* _EXCERPT_

===

Yes, of course, one out of every four people living in Texas is without health care, we have the highest number of people over age 25 without high school diplomas, we are firing teachers, our roads are being turned into cash machines for corporations because the Perry administration won’t fight to have the state fund them, and he wants to talk about Satan. Perry believes that there is no doubt Satan is trying to keep people of faith out of government. Satan appears to be about as competent as Perry, however, since our political stages continue to be tread by Mike Huckabee, Barack Obama, Michele Bachmann, Mitt Romney, and others who make their Christian faith a part of what informs their politics, though the interpretations of what is Christian vary wildly in political parties.

Satan can’t be all that smart if he has Rick Perry doing his PR.

“If you don’t want to think there’s forces of darkness and spiritual forces at work that’s your call,” Perry told his interviewer. He noted:

 

My Christian faith teaches me that. The idea that you believe that Satan could be involved in every act and decision in the world, it’s not out of the ordinary for those of us of the Christian faith, and if he’s trying to keep people out of the public arena any way he can by hook or crook or lying or whatever you wanna put out there. I believe he’s certainly capable of that. That’s my belief and I don’t apologize for it.

 

Perry has too many other things he needs to apologize for. But his misdirection call is, “Hey look, Bub, it’s Beelzebub.” Nobody’s ever asked him to abandon his faith. What’s annoying and destructive is when he tries to force his faith into the institutions of government because he thinks it’s what best for Texas and the rest of the country. It’s easy to figure out what his opinion on that idea would be if we had a Jewish or Muslim governor. Perry’s not talking about people of faith, he’s referring to people of his Christian religion, and he thinks the law is virtually persecuting Christians and keeping them from practicing their religion in the U.S.

“When there’s a directive that comes down from a federal court that says you can’t pray at a public event,” he explained, “that’s basically saying people of faith should not be involved in the public arena. There’s case after case where folks have been pushed back on from standpoint of being engaged in prayer.”

Those of us who believe in the separation of church and state will continue to hope that the court will keep prayer away from public institutions. If you are Jewish or Muslim or Hindu and pay taxes, why would you want to pay for buildings and public venues where Christians pray and you don’t? Perry is no different than other Christian evangelicals and wants his belief system adopted by, not just all Americans, but the entire world. At a political event in San Antonio several years ago, he was asked by a Jewish reporter about the pastor’s claim from the pulpit that anyone who didn’t believe in Jesus Christ as their savior was “bound to burn in hell.” Perry, less than subtle, let the Jewish journalist know he didn’t have much of a future.

“I believe that no one goes to heaven unless they have Jesus Christ as their savior,” he said.

That same Jewish reporter and I had traveled on many presidential and gubernatorial campaigns together and I always winced when we were in taxpayer-funded buildings, like schools, and he had to tolerate Christian invocations before he then tolerated the political rally.

===

* _TASK INPUTS_
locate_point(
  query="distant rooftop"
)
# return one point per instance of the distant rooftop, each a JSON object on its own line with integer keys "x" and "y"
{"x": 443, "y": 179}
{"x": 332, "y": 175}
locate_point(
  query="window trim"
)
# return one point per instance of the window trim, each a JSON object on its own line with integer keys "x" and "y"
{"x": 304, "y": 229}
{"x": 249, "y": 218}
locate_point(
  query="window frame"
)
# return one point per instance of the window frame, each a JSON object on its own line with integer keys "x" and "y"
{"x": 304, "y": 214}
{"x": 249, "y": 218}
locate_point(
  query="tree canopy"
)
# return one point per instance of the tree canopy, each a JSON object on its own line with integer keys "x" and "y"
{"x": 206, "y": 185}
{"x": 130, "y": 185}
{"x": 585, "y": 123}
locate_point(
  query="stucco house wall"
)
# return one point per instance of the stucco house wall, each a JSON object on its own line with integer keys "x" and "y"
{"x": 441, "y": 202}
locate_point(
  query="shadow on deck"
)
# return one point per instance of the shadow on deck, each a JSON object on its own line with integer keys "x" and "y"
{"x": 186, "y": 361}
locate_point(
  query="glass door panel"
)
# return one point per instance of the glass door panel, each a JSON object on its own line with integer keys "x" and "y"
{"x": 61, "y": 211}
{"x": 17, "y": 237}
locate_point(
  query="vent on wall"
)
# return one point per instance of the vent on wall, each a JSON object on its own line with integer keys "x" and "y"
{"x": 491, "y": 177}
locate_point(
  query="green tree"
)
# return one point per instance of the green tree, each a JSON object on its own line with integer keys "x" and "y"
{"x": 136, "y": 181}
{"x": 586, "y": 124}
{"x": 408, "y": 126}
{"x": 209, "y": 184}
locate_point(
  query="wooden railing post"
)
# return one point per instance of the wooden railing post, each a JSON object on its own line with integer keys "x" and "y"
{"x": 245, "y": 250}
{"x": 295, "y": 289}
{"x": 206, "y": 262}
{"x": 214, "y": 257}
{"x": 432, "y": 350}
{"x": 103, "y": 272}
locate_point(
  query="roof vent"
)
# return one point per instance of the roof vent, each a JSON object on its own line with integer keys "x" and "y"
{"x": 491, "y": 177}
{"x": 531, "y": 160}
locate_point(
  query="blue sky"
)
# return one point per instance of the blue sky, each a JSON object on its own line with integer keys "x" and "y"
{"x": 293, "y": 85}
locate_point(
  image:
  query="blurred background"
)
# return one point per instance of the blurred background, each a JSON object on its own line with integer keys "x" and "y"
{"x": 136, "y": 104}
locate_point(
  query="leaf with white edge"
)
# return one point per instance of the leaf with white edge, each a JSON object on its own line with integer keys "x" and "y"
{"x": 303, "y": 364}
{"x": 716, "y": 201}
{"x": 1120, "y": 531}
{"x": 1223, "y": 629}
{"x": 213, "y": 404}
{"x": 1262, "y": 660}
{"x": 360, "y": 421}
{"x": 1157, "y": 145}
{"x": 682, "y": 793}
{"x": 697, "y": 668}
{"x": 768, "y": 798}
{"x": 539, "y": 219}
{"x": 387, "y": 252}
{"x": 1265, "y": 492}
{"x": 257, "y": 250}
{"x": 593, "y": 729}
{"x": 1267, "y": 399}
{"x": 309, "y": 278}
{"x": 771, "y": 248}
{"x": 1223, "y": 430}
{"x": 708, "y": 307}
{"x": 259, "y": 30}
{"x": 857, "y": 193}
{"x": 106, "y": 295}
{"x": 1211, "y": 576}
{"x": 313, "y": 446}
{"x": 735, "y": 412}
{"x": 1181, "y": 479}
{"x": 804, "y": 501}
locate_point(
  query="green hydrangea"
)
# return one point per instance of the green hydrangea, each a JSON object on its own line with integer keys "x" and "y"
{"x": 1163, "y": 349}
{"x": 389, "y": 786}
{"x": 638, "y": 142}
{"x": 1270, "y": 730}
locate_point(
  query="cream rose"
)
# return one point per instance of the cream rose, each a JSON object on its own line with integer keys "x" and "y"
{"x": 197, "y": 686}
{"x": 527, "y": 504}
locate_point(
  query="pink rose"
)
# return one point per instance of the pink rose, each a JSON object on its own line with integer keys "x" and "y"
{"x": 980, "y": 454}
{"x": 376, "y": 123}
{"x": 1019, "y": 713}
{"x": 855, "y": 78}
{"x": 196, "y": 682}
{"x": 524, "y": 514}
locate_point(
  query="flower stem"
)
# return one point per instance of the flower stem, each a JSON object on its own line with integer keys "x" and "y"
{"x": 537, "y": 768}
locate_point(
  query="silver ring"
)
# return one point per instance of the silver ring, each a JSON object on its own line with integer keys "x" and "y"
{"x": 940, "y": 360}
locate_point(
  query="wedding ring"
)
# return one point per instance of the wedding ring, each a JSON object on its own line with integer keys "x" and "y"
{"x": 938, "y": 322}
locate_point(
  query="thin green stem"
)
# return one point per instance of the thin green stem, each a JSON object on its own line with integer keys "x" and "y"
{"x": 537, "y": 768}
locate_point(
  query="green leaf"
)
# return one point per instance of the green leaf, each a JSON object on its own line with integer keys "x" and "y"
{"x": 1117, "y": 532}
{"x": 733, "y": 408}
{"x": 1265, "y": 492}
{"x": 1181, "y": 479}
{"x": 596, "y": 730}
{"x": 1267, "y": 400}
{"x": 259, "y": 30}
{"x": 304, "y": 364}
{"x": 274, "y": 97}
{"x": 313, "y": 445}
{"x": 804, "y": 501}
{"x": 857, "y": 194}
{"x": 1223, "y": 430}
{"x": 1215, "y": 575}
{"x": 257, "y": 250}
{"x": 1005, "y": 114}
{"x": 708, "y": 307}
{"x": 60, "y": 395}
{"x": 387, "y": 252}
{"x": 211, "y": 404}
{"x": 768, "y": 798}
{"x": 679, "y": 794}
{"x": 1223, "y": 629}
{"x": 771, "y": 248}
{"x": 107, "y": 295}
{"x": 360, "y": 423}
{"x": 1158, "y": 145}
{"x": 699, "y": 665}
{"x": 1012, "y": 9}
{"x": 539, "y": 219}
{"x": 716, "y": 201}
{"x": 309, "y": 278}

===

* _WHAT THIS EXERCISE ASKS_
1. Output the passage from the commentary on Perry that begins at the words "Yes, of course, one" and stops after the words "in political parties.", reproducing it verbatim.
2. Count the lines in the records that contain the string "silver", treating case as significant, and respond with only the number.

* _EXERCISE RESULTS_
1.
Yes, of course, one out of every four people living in Texas is without health care, we have the highest number of people over age 25 without high school diplomas, we are firing teachers, our roads are being turned into cash machines for corporations because the Perry administration won’t fight to have the state fund them, and he wants to talk about Satan. Perry believes that there is no doubt Satan is trying to keep people of faith out of government. Satan appears to be about as competent as Perry, however, since our political stages continue to be tread by Mike Huckabee, Barack Obama, Michele Bachmann, Mitt Romney, and others who make their Christian faith a part of what informs their politics, though the interpretations of what is Christian vary wildly in political parties.

2. 2